* **AIM**
Reproduce each of the records below word for word, keeping their order.

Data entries

**********

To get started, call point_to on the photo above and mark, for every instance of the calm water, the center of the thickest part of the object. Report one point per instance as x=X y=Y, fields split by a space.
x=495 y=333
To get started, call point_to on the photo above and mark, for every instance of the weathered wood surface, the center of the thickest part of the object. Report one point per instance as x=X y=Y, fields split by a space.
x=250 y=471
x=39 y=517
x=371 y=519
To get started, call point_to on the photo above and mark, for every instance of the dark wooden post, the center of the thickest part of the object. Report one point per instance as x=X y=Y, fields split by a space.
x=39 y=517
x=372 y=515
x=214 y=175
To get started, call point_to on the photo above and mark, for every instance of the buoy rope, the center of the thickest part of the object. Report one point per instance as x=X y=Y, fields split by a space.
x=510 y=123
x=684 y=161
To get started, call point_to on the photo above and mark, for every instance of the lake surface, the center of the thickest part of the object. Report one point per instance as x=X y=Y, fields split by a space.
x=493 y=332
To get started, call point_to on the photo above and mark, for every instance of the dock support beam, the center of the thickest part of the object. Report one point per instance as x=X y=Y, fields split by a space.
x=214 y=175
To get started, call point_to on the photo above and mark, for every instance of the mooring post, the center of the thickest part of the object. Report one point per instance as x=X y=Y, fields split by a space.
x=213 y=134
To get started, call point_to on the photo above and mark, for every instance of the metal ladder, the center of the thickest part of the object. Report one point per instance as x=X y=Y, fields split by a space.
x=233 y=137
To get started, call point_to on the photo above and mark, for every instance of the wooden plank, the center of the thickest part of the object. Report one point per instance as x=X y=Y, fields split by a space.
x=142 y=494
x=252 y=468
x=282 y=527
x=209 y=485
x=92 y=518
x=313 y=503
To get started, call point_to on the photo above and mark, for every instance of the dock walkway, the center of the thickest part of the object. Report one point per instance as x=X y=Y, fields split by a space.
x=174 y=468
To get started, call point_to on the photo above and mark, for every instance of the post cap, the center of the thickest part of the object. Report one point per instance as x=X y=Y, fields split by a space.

**********

* **SOLVED EXERCISE**
To get started, call point_to on the photo above and mark, for every instance of the calm water, the center of the thickest part of the object. Report one point per instance as x=X y=Y, fields split by a space.
x=495 y=333
To get started, call point_to on the photo above and mark, for every instance of the weathered wood surface, the center of the thickest part of the object. Report one point per instance as x=X y=Y, fields split by a space.
x=250 y=471
x=39 y=517
x=371 y=519
To get started, call point_to on the photo above and mark, for every instance of the dark wooden post, the center of the thickest part of the object. Report one point per instance as x=X y=Y, fields split by a space.
x=39 y=517
x=372 y=515
x=214 y=175
To get started, call point_to on the photo above and mark, for every instance of the buoy rope, the center of the thickest part of the object. Report one point per instance as x=X y=Y, fields split by a space.
x=510 y=123
x=684 y=161
To get started, call point_to on the photo above and mark, for every instance of the lake surface, the center of the thickest part of the object. Report one point per instance as x=X y=Y, fields split by a space.
x=493 y=332
To get started, call point_to on the photo above and mark, for every instance of the dock support beam, the center of the thickest part of the object. Report one point per instance as x=X y=Y, fields split by a space.
x=214 y=175
To get started, call point_to on the photo above and mark, for every instance of the mooring post, the center of the thickest part of the object. Report one point per instance as x=X y=Y, fields split by a space.
x=213 y=134
To get started, call point_to on the photo above and mark, for every instance of the metal ladder, the center of the thickest part of the object. Report one point per instance as x=X y=Y, fields split by a space.
x=233 y=137
To get started, call point_to on the photo above and mark, for every instance of the wooden plank, the center of the thickest part of the object. Report one point per instance as x=X y=Y, fields split by a space.
x=142 y=494
x=252 y=468
x=282 y=527
x=209 y=485
x=92 y=518
x=313 y=503
To get started, call point_to on the photo above and mark, for every instance of the dock walkway, the center of the thickest part of the object. Report one point per instance as x=X y=Y, fields split by a space.
x=174 y=468
To get started, call point_to on the photo above and mark, for every instance of the post cap, the center of the thickest part of the object. Report one point per instance as x=X y=Y, fields split by a space.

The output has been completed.